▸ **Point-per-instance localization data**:
□ □ □ □
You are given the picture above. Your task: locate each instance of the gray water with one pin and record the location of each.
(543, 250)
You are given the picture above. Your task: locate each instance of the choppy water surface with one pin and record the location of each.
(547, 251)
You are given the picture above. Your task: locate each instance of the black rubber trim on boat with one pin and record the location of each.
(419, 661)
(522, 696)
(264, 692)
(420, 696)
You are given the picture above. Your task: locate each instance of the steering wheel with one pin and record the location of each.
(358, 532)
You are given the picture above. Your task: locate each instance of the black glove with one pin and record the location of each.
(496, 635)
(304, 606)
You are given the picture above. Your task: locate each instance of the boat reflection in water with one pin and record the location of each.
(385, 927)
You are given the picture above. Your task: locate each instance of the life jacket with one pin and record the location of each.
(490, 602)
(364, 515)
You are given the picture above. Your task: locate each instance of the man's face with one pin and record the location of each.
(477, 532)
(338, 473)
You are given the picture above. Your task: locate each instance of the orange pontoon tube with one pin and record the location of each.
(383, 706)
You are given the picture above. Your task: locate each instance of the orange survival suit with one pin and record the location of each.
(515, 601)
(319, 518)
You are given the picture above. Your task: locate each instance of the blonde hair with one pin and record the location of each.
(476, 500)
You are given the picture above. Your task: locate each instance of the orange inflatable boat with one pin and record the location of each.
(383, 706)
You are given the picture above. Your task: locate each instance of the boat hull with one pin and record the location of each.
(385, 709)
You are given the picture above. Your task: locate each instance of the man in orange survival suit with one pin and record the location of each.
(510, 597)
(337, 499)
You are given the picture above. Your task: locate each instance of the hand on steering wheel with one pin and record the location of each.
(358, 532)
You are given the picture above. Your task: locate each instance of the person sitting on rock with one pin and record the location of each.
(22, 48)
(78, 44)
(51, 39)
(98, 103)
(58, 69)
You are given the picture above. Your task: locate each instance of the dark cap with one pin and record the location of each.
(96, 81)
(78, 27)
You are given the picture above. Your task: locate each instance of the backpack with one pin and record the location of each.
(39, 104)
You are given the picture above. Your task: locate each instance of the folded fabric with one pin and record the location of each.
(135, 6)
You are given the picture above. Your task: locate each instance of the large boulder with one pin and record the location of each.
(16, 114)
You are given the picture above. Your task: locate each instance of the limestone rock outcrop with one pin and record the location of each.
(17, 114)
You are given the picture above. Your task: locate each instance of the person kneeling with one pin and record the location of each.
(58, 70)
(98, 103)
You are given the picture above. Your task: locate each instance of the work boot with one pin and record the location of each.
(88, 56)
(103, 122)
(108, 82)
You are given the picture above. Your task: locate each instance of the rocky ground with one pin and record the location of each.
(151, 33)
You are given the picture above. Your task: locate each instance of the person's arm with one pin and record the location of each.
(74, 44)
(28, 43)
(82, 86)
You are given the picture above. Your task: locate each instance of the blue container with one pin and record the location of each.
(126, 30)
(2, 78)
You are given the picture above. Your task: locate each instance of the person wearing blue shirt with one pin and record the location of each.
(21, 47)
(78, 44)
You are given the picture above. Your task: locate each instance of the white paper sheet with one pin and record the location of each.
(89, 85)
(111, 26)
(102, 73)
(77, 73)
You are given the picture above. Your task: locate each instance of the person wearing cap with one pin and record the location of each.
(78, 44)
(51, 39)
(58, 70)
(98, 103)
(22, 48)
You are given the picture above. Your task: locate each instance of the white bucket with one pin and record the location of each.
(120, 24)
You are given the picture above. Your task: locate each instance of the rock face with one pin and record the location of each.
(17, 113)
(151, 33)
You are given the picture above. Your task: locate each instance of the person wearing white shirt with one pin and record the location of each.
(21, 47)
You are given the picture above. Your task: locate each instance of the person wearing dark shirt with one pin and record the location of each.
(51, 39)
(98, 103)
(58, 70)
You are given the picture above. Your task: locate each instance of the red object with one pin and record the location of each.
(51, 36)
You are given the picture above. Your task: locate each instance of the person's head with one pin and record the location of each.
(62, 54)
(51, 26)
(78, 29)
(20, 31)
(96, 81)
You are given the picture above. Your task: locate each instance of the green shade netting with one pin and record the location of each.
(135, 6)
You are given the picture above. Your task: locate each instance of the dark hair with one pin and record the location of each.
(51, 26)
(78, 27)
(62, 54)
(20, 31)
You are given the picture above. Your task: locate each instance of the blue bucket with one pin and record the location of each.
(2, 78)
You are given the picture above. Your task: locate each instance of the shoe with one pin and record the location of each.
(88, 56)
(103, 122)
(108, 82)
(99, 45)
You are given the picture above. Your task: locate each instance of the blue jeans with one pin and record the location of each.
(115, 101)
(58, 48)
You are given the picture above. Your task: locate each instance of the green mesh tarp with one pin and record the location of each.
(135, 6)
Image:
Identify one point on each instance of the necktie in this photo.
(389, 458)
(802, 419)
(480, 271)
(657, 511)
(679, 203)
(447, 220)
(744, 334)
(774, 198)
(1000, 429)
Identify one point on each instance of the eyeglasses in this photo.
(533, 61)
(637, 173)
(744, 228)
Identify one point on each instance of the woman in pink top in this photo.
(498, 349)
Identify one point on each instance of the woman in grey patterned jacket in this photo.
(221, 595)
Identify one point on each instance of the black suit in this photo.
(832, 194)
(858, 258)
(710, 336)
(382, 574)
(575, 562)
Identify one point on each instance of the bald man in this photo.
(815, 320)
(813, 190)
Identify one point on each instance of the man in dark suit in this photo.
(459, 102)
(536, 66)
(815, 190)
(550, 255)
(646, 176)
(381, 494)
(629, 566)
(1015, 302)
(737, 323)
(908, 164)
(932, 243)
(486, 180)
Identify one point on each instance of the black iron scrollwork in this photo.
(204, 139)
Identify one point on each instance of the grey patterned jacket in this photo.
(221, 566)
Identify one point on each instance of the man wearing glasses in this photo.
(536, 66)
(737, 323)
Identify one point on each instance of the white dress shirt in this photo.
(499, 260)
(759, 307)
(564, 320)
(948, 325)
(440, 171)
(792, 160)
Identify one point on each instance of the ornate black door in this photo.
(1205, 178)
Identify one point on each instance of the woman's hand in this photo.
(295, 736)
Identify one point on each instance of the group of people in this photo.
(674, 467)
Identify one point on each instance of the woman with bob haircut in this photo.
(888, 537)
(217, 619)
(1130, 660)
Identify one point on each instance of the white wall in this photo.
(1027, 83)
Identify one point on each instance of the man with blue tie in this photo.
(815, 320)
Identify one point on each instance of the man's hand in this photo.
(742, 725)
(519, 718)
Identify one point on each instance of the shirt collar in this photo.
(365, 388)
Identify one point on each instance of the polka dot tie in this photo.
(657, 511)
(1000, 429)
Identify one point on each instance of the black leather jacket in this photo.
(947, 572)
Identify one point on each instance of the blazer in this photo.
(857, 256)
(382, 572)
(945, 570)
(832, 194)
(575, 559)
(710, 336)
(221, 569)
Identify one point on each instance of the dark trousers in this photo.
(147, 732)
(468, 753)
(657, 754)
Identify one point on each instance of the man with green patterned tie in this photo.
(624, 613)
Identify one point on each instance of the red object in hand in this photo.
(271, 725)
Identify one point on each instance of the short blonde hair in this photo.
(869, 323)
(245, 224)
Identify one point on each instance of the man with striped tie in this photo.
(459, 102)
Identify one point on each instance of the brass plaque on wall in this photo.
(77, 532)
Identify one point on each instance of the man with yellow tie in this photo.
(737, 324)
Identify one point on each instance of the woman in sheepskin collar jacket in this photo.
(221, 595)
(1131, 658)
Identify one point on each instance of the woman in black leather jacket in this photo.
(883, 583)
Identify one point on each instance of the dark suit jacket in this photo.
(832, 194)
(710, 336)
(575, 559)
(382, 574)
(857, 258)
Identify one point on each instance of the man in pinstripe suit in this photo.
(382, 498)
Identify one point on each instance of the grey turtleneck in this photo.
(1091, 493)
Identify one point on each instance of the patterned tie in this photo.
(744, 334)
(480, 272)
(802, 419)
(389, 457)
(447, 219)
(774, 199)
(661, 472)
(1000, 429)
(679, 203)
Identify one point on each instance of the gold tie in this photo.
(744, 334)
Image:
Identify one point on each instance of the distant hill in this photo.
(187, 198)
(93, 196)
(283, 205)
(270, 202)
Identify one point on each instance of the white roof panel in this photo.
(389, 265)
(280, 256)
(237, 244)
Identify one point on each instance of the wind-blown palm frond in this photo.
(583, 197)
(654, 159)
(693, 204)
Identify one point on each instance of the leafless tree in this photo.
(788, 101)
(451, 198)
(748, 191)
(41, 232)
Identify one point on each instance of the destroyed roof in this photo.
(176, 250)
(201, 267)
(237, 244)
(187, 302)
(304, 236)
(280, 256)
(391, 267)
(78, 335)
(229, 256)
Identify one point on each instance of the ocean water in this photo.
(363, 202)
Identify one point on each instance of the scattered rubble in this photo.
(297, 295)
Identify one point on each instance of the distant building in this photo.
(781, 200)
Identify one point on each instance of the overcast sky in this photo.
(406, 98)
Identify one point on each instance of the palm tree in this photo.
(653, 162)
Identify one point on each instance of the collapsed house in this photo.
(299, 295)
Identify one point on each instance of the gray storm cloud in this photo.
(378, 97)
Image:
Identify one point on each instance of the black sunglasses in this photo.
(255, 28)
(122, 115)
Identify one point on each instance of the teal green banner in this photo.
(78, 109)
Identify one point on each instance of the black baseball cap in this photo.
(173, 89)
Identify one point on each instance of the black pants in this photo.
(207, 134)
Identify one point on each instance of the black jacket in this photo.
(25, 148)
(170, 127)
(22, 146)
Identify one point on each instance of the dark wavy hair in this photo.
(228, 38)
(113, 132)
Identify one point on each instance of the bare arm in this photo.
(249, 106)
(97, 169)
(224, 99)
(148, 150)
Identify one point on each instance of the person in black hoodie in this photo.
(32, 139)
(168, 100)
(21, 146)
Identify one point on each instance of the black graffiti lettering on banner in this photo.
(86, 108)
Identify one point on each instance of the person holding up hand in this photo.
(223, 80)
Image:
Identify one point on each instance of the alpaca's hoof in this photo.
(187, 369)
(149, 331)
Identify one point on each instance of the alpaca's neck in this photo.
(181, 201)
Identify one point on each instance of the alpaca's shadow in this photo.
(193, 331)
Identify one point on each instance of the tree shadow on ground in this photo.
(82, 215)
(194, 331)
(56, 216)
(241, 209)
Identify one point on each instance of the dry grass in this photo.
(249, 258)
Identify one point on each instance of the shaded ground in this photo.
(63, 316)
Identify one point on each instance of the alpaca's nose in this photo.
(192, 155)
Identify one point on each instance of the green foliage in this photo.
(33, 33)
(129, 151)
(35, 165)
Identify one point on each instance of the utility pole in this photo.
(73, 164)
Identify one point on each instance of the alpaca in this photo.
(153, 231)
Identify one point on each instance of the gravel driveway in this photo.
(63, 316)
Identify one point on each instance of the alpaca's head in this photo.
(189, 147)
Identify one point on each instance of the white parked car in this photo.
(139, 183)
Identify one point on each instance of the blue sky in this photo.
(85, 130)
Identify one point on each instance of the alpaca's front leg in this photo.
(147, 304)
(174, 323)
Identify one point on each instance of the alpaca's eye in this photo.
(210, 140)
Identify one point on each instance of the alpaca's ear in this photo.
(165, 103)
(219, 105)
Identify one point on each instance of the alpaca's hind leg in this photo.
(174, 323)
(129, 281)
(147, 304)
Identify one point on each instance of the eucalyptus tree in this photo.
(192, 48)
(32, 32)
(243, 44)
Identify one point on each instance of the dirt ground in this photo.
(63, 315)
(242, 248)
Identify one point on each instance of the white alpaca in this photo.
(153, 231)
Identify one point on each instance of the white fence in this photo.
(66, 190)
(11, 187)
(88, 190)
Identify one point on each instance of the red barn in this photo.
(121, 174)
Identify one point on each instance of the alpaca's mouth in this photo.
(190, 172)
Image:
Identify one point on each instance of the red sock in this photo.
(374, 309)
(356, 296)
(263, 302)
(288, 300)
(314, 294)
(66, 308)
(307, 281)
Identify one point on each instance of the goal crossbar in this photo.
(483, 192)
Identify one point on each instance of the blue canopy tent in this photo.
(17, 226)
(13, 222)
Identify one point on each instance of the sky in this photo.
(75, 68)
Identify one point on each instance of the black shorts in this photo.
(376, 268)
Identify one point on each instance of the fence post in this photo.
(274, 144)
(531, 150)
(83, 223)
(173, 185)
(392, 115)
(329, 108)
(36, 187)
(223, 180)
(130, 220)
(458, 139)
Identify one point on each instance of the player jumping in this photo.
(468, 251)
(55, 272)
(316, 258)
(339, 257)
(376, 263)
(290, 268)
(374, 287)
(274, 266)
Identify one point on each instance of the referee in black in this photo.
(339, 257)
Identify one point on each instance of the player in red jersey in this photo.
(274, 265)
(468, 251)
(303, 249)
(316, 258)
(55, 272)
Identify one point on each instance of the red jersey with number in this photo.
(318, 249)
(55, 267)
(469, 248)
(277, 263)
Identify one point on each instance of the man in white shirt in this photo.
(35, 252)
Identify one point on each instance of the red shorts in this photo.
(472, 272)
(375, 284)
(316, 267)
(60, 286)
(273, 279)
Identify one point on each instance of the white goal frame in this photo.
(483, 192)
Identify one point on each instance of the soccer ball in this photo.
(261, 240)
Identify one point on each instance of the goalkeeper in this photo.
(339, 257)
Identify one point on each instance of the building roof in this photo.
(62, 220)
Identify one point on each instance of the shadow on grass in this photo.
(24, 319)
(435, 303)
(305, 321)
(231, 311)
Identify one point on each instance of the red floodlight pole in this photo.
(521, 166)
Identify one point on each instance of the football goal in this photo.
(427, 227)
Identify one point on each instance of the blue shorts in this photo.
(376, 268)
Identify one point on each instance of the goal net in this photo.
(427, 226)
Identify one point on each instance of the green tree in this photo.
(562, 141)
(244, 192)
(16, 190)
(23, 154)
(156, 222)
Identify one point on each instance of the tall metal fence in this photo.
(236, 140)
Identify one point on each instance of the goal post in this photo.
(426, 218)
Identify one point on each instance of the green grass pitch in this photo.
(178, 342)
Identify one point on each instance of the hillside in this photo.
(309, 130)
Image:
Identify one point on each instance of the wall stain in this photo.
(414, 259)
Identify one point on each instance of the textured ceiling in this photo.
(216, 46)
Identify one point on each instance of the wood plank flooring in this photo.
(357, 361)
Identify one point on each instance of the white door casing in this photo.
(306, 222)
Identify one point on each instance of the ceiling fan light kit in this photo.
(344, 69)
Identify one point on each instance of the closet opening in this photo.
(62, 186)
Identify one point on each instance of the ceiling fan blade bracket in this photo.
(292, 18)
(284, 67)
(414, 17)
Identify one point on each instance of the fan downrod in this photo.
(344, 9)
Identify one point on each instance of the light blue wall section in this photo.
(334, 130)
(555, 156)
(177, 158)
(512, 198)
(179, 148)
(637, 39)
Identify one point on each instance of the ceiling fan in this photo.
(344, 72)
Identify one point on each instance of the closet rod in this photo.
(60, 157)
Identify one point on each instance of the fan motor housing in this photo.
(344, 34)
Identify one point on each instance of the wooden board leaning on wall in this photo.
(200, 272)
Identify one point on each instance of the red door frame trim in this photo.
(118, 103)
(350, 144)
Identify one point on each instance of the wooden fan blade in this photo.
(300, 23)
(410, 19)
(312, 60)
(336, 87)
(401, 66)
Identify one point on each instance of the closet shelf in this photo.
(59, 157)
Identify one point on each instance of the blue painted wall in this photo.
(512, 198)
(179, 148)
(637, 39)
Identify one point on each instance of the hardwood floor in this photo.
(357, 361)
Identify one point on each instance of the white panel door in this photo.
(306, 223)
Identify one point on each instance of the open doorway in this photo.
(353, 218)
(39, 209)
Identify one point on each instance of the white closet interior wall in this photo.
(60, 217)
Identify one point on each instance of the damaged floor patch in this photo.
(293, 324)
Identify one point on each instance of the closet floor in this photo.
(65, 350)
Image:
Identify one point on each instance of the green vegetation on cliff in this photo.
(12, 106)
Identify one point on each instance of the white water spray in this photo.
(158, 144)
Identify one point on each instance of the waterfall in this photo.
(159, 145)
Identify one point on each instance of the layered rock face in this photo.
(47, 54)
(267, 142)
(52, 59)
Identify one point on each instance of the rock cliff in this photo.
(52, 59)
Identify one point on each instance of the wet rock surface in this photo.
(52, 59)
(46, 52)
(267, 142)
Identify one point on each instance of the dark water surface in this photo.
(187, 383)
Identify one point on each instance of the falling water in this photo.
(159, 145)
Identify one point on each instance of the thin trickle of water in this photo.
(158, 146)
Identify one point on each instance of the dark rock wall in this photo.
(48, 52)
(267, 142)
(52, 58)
□ □ □ □
▸ **TASK DESCRIPTION**:
Only these are to be transcribed: the line with "Identify one point on each instance of the white closet" and every line after it through the last line of the entries, each exactly.

▸ **EXPECTED ANSWER**:
Identify one point on each instance of the white closet interior wall in this photo.
(60, 217)
Identify one point on each instance of the damaged floor patch in this photo.
(293, 324)
Identify one point on each instance of the closet floor in this photo.
(65, 350)
Image:
Identify one point on each instance of the green vegetation on cliff in this photo.
(12, 106)
Identify one point on each instance of the white water spray in this photo.
(158, 144)
Identify one point on each instance of the waterfall in this photo.
(159, 145)
Identify one point on each instance of the layered rock face in this photo.
(47, 54)
(267, 142)
(52, 59)
Identify one point on each instance of the rock cliff in this photo.
(52, 59)
Identify one point on each instance of the wet rock surface in this photo.
(52, 59)
(46, 52)
(267, 142)
Identify one point on each instance of the dark water surface in this photo.
(187, 383)
Identify one point on each instance of the falling water in this photo.
(159, 145)
Identify one point on each instance of the thin trickle of water in this photo.
(158, 146)
Identify one point on each instance of the dark rock wall in this photo.
(48, 52)
(267, 142)
(52, 58)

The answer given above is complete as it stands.